RECORDS SHOWN
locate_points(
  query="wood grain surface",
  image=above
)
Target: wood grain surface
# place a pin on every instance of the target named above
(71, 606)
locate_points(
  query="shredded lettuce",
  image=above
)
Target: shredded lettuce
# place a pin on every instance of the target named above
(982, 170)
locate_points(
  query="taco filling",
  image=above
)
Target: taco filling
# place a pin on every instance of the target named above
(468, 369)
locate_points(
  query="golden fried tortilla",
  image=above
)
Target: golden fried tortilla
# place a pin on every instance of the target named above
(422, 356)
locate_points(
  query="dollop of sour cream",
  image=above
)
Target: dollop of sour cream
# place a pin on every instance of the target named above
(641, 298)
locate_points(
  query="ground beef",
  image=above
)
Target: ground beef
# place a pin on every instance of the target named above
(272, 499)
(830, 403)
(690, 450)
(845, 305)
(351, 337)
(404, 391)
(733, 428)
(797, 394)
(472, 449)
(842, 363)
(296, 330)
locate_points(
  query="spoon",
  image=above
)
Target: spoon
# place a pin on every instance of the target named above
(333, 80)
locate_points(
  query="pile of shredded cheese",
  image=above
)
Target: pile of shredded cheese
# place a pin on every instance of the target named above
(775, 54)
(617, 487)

...

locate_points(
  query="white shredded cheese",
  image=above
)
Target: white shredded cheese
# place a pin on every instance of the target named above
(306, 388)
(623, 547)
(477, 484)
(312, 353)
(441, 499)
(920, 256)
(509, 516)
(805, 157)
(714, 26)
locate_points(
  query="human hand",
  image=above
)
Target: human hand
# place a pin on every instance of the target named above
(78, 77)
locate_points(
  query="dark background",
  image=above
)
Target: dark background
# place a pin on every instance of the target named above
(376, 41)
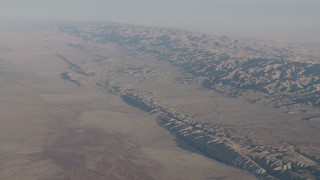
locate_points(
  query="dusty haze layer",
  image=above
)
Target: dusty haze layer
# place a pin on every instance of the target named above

TASK DESCRIPTION
Give the number of lines in the data above that contain the string "sour". Case counts, and the reply should be the number alone.

EXERCISE SOLUTION
2